-- Start Provided records --

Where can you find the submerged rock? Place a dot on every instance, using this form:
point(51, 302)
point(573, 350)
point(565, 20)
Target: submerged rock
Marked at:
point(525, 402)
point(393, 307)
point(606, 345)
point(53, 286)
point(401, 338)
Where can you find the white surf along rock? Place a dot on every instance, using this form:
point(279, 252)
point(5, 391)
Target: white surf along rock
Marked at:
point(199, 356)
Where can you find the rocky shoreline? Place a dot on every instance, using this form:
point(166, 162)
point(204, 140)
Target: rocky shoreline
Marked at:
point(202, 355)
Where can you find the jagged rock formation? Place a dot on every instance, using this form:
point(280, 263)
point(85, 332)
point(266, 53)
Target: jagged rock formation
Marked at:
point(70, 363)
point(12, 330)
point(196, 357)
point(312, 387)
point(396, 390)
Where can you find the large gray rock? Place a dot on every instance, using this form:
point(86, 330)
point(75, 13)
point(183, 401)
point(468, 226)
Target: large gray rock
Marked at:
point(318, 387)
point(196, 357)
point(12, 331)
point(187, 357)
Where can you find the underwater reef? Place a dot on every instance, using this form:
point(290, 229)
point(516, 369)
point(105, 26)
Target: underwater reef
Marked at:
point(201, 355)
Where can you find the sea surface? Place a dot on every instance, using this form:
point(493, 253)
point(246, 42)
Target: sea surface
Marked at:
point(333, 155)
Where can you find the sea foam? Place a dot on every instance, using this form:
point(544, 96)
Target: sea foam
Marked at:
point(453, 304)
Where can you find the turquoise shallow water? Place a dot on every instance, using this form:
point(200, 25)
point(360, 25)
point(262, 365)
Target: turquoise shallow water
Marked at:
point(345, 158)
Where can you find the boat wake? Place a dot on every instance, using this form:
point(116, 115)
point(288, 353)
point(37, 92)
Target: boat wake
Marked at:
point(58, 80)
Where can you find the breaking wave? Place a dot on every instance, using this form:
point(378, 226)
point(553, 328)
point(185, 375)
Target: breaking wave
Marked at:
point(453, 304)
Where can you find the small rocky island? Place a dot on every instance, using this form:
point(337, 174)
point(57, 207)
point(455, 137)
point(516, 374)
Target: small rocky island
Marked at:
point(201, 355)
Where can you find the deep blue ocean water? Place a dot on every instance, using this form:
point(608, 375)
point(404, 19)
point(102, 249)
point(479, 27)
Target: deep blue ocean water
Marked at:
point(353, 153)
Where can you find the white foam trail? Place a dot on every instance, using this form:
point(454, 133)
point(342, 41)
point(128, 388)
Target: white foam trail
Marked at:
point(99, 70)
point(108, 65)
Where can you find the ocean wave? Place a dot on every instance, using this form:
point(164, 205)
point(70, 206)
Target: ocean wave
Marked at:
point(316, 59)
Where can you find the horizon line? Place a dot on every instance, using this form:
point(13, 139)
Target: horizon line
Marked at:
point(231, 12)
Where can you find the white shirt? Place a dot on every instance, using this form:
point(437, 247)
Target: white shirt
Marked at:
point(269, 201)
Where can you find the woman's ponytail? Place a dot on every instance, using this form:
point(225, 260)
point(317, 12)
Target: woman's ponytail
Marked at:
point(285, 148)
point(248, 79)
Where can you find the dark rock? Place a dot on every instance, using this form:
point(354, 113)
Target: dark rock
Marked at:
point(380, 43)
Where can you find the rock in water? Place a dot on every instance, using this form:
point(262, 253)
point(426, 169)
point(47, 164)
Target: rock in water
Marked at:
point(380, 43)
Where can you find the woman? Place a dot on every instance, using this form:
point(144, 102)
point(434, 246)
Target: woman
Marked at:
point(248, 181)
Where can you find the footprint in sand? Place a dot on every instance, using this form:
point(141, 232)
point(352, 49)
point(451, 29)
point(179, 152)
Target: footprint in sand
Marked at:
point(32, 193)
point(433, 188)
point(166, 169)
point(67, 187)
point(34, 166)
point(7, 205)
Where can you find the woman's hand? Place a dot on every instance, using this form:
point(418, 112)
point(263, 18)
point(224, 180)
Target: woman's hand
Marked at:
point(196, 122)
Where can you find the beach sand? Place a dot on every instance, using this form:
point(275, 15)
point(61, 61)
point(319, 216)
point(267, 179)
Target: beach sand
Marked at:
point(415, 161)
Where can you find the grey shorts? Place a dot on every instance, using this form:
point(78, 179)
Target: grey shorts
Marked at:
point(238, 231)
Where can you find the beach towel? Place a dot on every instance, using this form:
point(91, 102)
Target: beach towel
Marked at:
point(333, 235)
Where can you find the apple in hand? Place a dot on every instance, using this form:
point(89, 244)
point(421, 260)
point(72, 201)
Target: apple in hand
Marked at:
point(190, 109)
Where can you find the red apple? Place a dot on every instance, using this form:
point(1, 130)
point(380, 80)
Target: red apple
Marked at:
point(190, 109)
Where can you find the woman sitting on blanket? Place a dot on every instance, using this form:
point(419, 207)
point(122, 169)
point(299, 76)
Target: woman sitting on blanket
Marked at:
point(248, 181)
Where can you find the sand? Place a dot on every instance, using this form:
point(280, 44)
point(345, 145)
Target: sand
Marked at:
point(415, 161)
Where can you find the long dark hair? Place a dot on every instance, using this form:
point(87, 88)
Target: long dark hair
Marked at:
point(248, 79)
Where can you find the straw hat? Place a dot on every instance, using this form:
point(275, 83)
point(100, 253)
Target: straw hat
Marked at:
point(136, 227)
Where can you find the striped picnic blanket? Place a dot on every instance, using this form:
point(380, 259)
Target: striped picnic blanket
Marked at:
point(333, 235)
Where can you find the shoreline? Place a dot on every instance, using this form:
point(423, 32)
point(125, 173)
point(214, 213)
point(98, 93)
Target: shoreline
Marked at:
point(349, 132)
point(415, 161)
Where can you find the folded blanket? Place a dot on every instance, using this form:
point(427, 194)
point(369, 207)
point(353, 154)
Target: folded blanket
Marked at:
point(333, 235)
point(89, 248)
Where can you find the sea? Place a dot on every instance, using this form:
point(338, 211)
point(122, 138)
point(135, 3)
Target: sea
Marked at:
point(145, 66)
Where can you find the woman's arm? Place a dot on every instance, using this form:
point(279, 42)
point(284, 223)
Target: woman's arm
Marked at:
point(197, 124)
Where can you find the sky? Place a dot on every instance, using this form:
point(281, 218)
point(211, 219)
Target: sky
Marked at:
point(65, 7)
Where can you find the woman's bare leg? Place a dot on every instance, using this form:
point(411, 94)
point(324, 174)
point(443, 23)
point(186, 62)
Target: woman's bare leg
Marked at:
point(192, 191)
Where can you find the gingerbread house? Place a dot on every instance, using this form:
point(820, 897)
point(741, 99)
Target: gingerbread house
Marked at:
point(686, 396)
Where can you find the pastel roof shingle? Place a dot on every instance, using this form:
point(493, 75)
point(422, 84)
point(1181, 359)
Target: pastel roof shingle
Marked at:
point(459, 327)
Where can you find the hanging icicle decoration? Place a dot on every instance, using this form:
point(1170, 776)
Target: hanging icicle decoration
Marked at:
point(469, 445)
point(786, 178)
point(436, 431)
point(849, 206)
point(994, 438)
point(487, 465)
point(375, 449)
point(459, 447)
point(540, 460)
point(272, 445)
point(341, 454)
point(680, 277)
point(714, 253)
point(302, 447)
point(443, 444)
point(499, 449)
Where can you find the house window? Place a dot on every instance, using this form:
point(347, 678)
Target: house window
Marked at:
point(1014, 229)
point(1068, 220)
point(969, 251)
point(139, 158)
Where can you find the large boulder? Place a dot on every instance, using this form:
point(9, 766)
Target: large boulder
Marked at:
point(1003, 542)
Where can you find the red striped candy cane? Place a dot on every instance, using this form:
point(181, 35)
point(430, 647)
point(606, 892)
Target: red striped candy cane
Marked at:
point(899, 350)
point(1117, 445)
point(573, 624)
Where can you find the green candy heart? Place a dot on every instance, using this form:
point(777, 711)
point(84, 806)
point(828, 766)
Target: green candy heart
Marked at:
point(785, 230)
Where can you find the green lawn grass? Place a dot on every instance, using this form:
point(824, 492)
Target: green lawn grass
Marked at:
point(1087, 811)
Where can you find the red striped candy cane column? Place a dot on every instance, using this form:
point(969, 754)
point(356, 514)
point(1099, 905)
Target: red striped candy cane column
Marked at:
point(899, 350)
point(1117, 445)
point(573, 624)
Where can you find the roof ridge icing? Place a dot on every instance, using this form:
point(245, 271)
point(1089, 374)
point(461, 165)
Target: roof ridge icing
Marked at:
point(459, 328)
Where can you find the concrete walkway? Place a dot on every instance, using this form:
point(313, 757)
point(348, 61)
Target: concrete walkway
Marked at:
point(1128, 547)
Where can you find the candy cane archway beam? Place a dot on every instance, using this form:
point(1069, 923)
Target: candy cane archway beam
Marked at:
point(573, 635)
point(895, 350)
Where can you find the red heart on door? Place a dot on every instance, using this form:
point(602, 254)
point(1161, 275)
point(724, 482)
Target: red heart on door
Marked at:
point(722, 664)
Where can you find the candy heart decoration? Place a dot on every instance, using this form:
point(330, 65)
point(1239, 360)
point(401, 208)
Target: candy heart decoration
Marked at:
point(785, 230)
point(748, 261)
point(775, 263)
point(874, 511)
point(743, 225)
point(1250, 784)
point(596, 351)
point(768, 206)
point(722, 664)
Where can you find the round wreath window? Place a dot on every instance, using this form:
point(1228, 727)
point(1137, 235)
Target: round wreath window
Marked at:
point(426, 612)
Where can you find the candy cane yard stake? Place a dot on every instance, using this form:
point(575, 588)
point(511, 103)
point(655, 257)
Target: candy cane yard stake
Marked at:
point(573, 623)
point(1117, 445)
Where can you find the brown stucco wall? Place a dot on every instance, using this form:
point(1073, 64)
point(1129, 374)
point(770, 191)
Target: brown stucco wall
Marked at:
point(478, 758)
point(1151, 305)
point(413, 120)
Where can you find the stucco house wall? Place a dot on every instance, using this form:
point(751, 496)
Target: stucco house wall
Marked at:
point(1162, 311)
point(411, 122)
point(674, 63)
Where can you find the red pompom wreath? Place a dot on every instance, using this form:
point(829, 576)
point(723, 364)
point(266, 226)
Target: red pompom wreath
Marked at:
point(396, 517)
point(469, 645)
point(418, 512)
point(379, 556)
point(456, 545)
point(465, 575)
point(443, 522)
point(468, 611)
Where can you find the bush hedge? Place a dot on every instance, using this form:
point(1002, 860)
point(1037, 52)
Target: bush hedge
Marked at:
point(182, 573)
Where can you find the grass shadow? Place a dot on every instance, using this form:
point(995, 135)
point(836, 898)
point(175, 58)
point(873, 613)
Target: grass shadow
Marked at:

-- End Provided records --

• **Goal of the exercise**:
Copy word for word the lines of the items from the line that contains "Where can you find the sky?" through the line that contains "point(686, 396)", including both of those lines.

• **Task output**:
Where can you find the sky? Place a dot on every instance, using this form:
point(281, 218)
point(211, 219)
Target: sky
Marked at:
point(65, 7)
Where can you find the woman's bare leg? Place a dot on every instance, using this form:
point(411, 94)
point(324, 174)
point(443, 23)
point(186, 62)
Target: woman's bare leg
Marked at:
point(192, 191)
Where can you find the gingerbread house? Place a dot on every instance, using this form:
point(820, 897)
point(741, 99)
Target: gingerbread house
Marked at:
point(686, 396)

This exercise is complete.